## [TASK REQUIREMENTS]
Since pictures are not wanted, repeat only the text of the records, word for word.
=== Section Start ===
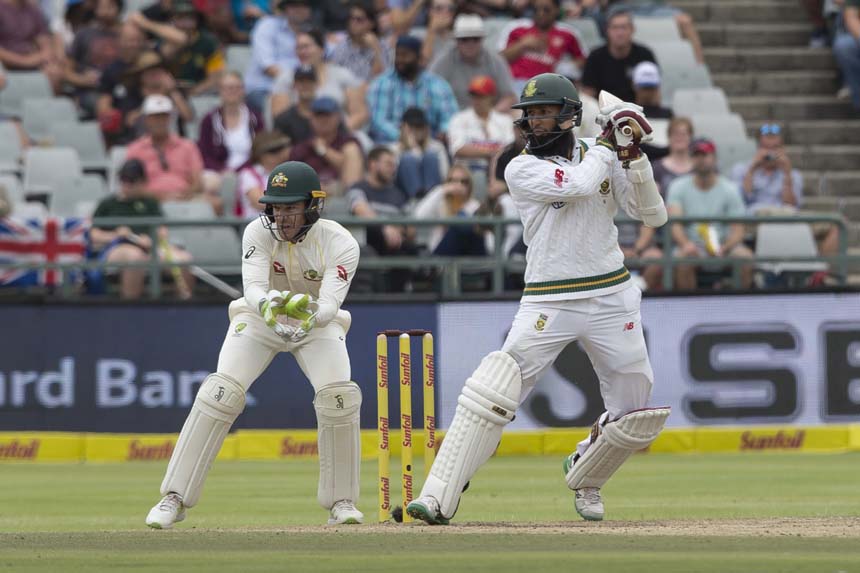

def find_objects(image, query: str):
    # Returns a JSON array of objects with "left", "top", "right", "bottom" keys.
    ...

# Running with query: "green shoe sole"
[
  {"left": 562, "top": 452, "right": 576, "bottom": 475},
  {"left": 406, "top": 502, "right": 450, "bottom": 525}
]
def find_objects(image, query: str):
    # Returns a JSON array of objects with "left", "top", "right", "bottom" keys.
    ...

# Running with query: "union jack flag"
[{"left": 0, "top": 216, "right": 88, "bottom": 287}]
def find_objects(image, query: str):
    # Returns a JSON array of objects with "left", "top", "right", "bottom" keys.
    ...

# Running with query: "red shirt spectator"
[
  {"left": 126, "top": 95, "right": 204, "bottom": 201},
  {"left": 501, "top": 0, "right": 585, "bottom": 81}
]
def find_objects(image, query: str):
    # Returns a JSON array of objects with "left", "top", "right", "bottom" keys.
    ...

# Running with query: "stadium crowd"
[{"left": 0, "top": 0, "right": 855, "bottom": 298}]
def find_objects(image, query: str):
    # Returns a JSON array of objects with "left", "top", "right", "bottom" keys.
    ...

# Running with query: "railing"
[{"left": 0, "top": 213, "right": 855, "bottom": 299}]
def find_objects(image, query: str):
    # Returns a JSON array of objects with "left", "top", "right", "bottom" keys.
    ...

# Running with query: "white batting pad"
[
  {"left": 421, "top": 351, "right": 522, "bottom": 518},
  {"left": 565, "top": 407, "right": 670, "bottom": 490},
  {"left": 161, "top": 373, "right": 246, "bottom": 507},
  {"left": 314, "top": 382, "right": 362, "bottom": 509}
]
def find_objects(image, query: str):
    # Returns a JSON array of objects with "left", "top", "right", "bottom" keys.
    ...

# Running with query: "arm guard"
[{"left": 625, "top": 156, "right": 668, "bottom": 228}]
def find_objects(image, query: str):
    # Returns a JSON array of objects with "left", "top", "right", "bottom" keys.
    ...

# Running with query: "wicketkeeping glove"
[{"left": 260, "top": 290, "right": 319, "bottom": 341}]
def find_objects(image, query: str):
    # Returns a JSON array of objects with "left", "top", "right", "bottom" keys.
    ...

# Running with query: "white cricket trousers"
[
  {"left": 217, "top": 302, "right": 352, "bottom": 393},
  {"left": 502, "top": 284, "right": 654, "bottom": 423}
]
=== Section End ===
## [RESPONSE BELOW]
def find_objects(image, query: str):
    # Returns a JSON array of objects with "left", "top", "right", "bottom" keys.
    ...

# Running with query: "green shoe sole"
[
  {"left": 562, "top": 452, "right": 576, "bottom": 475},
  {"left": 406, "top": 502, "right": 450, "bottom": 525}
]
def find_objects(image, query: str):
    # Returns a JSON array of objects with "left", "top", "right", "bottom" keys.
    ...

# Running with query: "union jack flag"
[{"left": 0, "top": 216, "right": 88, "bottom": 287}]
def find_objects(image, query: str):
    # Returns a JSON array of objects with "left", "top", "right", "bottom" keys.
    ...

# Running with query: "red shirt spectator"
[
  {"left": 126, "top": 95, "right": 204, "bottom": 201},
  {"left": 501, "top": 0, "right": 585, "bottom": 81}
]
def find_objects(image, query: str):
    # Returns a JSON array of objects with "left", "top", "right", "bottom" keys.
    ...

# Running with query: "stadium crowd"
[{"left": 0, "top": 0, "right": 855, "bottom": 298}]
def find_objects(image, query: str):
    # Returns a JSON array of objects with "left", "top", "right", "bottom" keys.
    ...

# Running with query: "railing"
[{"left": 0, "top": 213, "right": 855, "bottom": 299}]
def find_objects(image, query: str):
    # Returns a JSON array of objects with "left", "top", "right", "bottom" keys.
    ...

# Running with query: "white batting pad"
[
  {"left": 421, "top": 351, "right": 522, "bottom": 518},
  {"left": 565, "top": 407, "right": 670, "bottom": 490},
  {"left": 161, "top": 373, "right": 246, "bottom": 507},
  {"left": 314, "top": 382, "right": 362, "bottom": 509}
]
def find_objects(image, query: str):
    # Returns a JSON array of objects with "left", "top", "right", "bottom" keys.
    ...

# Running with query: "arm guard"
[{"left": 625, "top": 156, "right": 668, "bottom": 228}]
def find_objects(image, query: str):
    # Returns a JSON array of objects with "left", "top", "right", "bottom" keys.
    ...

# Running with query: "wicketkeeping glove"
[{"left": 260, "top": 290, "right": 319, "bottom": 341}]
def find_objects(image, query: str):
    # Returns a JSON array of objects with "left", "top", "right", "bottom" keys.
    ...

# Running with query: "white cricket trousers"
[
  {"left": 217, "top": 302, "right": 352, "bottom": 393},
  {"left": 502, "top": 284, "right": 654, "bottom": 423}
]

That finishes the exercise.